● **WHAT YOU SHOULD DO**
Please print all of the material below, word for word.

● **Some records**
****************************************
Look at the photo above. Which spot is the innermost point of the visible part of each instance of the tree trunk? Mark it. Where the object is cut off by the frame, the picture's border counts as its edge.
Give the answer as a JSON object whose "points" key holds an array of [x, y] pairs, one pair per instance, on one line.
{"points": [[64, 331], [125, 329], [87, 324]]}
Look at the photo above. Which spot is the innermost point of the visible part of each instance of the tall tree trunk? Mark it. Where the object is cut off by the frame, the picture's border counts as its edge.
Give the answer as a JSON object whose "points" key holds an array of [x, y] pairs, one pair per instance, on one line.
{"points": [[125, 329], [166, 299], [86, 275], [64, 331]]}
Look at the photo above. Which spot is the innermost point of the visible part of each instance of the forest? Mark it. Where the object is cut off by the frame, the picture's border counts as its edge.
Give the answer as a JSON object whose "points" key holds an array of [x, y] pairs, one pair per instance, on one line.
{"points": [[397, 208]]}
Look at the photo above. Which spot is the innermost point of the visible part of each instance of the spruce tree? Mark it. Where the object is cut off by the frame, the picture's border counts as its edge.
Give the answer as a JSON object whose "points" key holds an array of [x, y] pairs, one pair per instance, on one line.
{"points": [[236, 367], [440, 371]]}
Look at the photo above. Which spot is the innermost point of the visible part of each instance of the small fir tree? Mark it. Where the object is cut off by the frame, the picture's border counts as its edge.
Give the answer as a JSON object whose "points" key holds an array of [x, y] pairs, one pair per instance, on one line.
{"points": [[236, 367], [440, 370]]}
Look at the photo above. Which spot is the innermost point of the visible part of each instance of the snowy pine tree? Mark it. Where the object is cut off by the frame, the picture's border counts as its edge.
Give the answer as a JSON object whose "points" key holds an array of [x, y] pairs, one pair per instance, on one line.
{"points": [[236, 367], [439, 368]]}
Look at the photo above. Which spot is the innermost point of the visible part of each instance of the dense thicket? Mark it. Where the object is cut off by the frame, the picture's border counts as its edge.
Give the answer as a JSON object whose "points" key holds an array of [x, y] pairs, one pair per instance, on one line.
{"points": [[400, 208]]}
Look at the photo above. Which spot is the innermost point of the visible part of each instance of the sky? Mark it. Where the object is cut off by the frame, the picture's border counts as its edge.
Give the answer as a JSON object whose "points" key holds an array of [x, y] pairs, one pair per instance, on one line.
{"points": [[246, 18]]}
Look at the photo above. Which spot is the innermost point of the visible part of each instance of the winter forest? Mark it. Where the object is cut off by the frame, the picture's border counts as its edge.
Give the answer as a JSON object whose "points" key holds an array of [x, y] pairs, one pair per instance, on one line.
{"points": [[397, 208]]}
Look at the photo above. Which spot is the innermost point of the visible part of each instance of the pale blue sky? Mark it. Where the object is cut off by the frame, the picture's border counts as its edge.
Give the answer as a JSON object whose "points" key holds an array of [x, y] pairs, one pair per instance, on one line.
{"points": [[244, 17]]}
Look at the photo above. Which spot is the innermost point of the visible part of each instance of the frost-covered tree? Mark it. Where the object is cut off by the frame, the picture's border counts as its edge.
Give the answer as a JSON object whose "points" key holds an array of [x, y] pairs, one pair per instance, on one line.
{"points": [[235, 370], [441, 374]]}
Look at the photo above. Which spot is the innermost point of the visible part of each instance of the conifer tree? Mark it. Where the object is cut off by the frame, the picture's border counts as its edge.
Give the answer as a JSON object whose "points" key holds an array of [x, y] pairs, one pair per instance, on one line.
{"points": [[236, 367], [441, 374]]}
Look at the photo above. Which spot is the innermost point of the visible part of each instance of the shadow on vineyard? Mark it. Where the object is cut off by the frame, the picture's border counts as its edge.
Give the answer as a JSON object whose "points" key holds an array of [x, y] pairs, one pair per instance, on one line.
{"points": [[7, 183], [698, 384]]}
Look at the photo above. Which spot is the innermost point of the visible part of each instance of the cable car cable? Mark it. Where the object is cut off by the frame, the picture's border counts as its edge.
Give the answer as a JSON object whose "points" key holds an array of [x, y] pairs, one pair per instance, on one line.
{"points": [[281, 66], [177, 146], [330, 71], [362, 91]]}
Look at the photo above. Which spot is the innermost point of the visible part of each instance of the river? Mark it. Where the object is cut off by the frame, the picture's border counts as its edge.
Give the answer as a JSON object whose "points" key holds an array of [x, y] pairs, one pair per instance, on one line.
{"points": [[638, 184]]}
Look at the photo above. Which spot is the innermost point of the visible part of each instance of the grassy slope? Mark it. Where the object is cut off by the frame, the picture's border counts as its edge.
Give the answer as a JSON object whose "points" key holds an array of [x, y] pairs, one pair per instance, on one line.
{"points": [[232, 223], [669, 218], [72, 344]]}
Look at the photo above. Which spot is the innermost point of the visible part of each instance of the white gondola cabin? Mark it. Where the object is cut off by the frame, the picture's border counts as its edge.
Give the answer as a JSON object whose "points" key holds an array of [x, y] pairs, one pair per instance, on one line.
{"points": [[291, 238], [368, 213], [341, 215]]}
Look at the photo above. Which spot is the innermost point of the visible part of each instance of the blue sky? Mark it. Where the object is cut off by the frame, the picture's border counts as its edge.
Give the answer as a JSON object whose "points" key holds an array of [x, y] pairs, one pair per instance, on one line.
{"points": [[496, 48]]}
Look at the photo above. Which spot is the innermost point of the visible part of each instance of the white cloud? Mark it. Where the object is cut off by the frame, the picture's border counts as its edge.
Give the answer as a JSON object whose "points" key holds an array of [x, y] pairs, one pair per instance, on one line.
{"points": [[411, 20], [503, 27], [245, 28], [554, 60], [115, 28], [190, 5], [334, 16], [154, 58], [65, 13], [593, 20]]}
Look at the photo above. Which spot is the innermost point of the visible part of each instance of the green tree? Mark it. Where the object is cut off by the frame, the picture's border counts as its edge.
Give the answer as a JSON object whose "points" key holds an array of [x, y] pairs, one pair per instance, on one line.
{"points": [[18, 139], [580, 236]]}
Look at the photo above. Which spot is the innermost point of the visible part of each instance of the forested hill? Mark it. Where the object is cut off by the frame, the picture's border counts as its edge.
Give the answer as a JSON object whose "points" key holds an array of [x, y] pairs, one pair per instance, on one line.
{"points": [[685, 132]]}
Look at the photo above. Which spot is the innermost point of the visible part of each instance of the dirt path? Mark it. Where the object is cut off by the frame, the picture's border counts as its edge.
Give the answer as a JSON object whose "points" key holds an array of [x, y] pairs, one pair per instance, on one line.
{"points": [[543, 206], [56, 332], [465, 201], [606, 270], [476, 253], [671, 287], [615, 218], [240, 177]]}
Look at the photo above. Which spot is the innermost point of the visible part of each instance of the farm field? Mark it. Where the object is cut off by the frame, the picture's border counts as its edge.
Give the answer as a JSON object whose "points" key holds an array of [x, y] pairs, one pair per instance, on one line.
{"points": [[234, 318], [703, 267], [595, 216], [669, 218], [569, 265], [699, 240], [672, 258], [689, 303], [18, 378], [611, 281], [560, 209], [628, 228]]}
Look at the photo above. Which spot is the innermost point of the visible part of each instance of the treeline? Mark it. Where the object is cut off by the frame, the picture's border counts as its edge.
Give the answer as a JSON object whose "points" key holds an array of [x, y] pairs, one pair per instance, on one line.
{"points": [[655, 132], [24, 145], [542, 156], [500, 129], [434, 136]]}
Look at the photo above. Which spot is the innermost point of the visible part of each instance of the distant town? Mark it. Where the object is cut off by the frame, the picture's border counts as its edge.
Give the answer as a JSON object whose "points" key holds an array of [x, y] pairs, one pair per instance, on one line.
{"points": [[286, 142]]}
****************************************
● **RESPONSE BELOW**
Look at the photo above. Which spot is the innermost point of the visible part of each instance of the tree trunk? Mark it. Where the object is cut off by the frame, the picture's border counts as its edge.
Give the answer as a JSON object whose "points" key holds an array of [x, y] pairs, one pair per instance, on one line.
{"points": [[64, 331], [125, 329], [87, 324]]}
Look at the photo above. Which spot is the innermost point of the visible part of each instance of the tall tree trunk? Mark it. Where the object is cut off by the frame, the picture's border counts as its edge.
Give the answer as a JSON object whose "points" key holds an array of [x, y] pairs, one pair per instance, on one line.
{"points": [[125, 329], [166, 299], [86, 275], [64, 331]]}
Look at the photo above. Which spot is the innermost point of the visible part of each instance of the forest? Mark it. Where the object is cut off by the frame, the picture's border counts as its edge.
Give the answer as a JSON object whose "points" key holds an array of [x, y] pairs, one pair per instance, on one line.
{"points": [[397, 208]]}
Look at the photo above. Which spot is the innermost point of the visible part of each instance of the spruce tree? Mark it. Where the object is cut off by the frame, the picture's border counts as its edge.
Give the answer as a JSON object whose "points" key holds an array of [x, y] pairs, one pair per instance, on one line.
{"points": [[236, 367], [440, 371]]}
Look at the photo above. Which spot is the innermost point of the visible part of each instance of the small fir tree? Mark it. Where the object is cut off by the frame, the picture's border counts as its edge.
Give the answer as a JSON object whose "points" key holds an array of [x, y] pairs, one pair per instance, on one line.
{"points": [[236, 367], [440, 370]]}
Look at the photo above. Which spot is the innermost point of the visible part of each instance of the snowy pine tree? Mark it. Where the object is cut off by the frame, the picture's border counts as its edge.
Give the answer as a JSON object whose "points" key holds an array of [x, y] pairs, one pair per instance, on one line.
{"points": [[236, 367], [439, 368]]}
Look at the photo above. Which spot is the innermost point of the visible part of each instance of the dense thicket? Mark it. Where the object is cut off by the frame, the picture's border counts as its edge.
Give the answer as a JSON object whose "points" key holds an array of [x, y] pairs, one pair per instance, on one line.
{"points": [[400, 208]]}
Look at the photo above. Which spot is the innermost point of the visible part of each instance of the sky? Mark it. Where the object is cut off by the frame, the picture's border counts as its edge.
Give the answer as a JSON object whose "points" key holds an array of [x, y] pairs, one pair per instance, on one line.
{"points": [[246, 18]]}
Look at the photo above. Which spot is the innermost point of the visible part of each instance of the winter forest? Mark it. Where the object is cut off by the frame, the picture's border counts as its edge.
Give the answer as a JSON object whose "points" key holds an array of [x, y] pairs, one pair per instance, on one line.
{"points": [[397, 208]]}
Look at the photo above. Which spot is the innermost point of the visible part of each instance of the pale blue sky? Mark it. Where the object is cut off by the frame, the picture's border counts as its edge.
Give the answer as a JSON object whose "points" key holds an array of [x, y] pairs, one pair per instance, on one line.
{"points": [[244, 17]]}
Look at the photo above. Which spot is the innermost point of the visible part of each instance of the frost-covered tree? Mark it. Where the object is cut off by the frame, the picture's border counts as its edge.
Give the answer as a JSON object whose "points" key holds an array of [x, y] pairs, one pair per instance, on one line.
{"points": [[235, 370], [441, 374]]}
Look at the photo above. Which spot is the innermost point of the visible part of each instance of the conifer tree? Mark it. Where the object is cut off by the frame, the picture's border counts as its edge.
Give the answer as a JSON object whose "points" key holds an array of [x, y] pairs, one pair per instance, on one line.
{"points": [[236, 367], [441, 374]]}
Look at the photo above. Which spot is the innermost point of the visible part of each instance of the shadow on vineyard? Mark it. Where the object is cut off by the frame, the picture's border counts as its edge.
Give the answer as a JSON object whose "points" key holds an array of [x, y] pairs, one pair per instance, on one line.
{"points": [[7, 183], [698, 384]]}
Look at the photo above. Which spot is the innermost point of the visible part of each instance of the cable car cable? Mark it. Where the object is cut off by the frame, the picture's border counts as its edge.
Give the answer as a JSON object whose "points" key holds an array of [x, y] pairs, one pair per instance, on one line.
{"points": [[281, 66], [177, 146], [330, 71], [362, 91]]}
Look at the photo above. Which spot is the innermost point of the visible part of each instance of the river? Mark it. Where the object is cut off by the frame, the picture's border counts as its edge.
Give the answer as a JSON object whose "points" key holds an array of [x, y] pairs, one pair per instance, on one line.
{"points": [[638, 184]]}
Look at the photo above. Which spot is the innermost point of the visible part of each instance of the grassy slope? Mark it. Where the object is cut off by the frame, the picture's border counts as its edge.
Give the answer as a JSON object whose "points" key holds an array of [x, y] pairs, one pair per instance, on one line.
{"points": [[232, 223], [669, 218], [72, 344]]}
Look at the photo above. Which spot is the innermost point of the visible part of each instance of the white gondola cabin? Mark it. Where the object is cut off by the frame, the picture's border counts as its edge.
Give the answer as a JSON object whose "points" key holds an array of [x, y] pairs, one pair per instance, on one line.
{"points": [[291, 238], [368, 213], [341, 215]]}
Look at the photo above. Which spot is the innermost point of the visible part of each instance of the blue sky? Mark it. Where the object is cut off by the frame, the picture's border counts as its edge.
Give the answer as a JSON object whose "points" key holds an array of [x, y] pairs, one pair per instance, on one line.
{"points": [[496, 48]]}
Look at the photo above. Which spot is the innermost point of the visible part of each instance of the white cloud? Mark it. Where the object is cut off by the frame, the picture's border counts as its edge.
Give the answer as a JSON object whose "points" key holds an array of [x, y] pairs, one pair per instance, on one line.
{"points": [[411, 20], [503, 27], [245, 28], [554, 60], [115, 28], [190, 5], [334, 16], [154, 58], [65, 13], [593, 20]]}
Look at the photo above. Which spot is the innermost point of the visible part of each instance of the green tree? Mark it. Where the object is cut off by the frame, the picture's border counts as its edge.
Give the answer as a JSON object whose "points" key holds an array of [x, y] pairs, one pair per instance, on one line.
{"points": [[18, 139], [580, 236]]}
Look at the photo above. Which spot is the innermost point of the visible part of each instance of the forested hill? Mark it. Where the object is cut off by the frame, the picture's border counts as its edge.
Give the answer as a JSON object whose "points" key holds an array of [x, y] pairs, one pair per instance, on one line.
{"points": [[685, 132]]}
Look at the photo above. Which spot is the innermost point of the visible part of each instance of the dirt path? Mark it. Where the object is cut off by the frame, the picture's border counts as its edge.
Give the answer as a JSON object whose "points" key holds an array of [x, y] pairs, one pair per instance, on one line.
{"points": [[543, 206], [56, 332], [465, 201], [606, 270], [476, 253], [671, 287], [615, 218], [240, 177]]}
Look at the photo above. Which spot is the innermost point of the visible part of each instance of the farm field? Mark it. Where the object is cut off by the frame, the picture's border counts as its edge.
Give the answer as a JSON object whose "points" key holds an array of [x, y] pairs, one pair per instance, on one line.
{"points": [[234, 318], [703, 267], [595, 216], [669, 218], [569, 265], [699, 240], [672, 258], [689, 303], [18, 378], [611, 281], [560, 209], [628, 228]]}
Look at the photo above. Which spot is the innermost point of the visible part of each instance of the treeline? Mark it. Where the object is cut off by the frame, the picture's border counts as its edge.
Give the answer as a JSON object whose "points" key holds an array of [x, y] pairs, one pair per instance, on one line.
{"points": [[655, 132], [24, 145], [542, 156], [500, 129], [434, 136]]}
Look at the photo above. Which spot is the innermost point of the visible part of each instance of the distant town? Mark it. Where the object is cut off by the frame, the picture's border counts as its edge.
Give the answer as a JSON object whose "points" key holds an array of [x, y] pairs, one pair per instance, on one line.
{"points": [[286, 142]]}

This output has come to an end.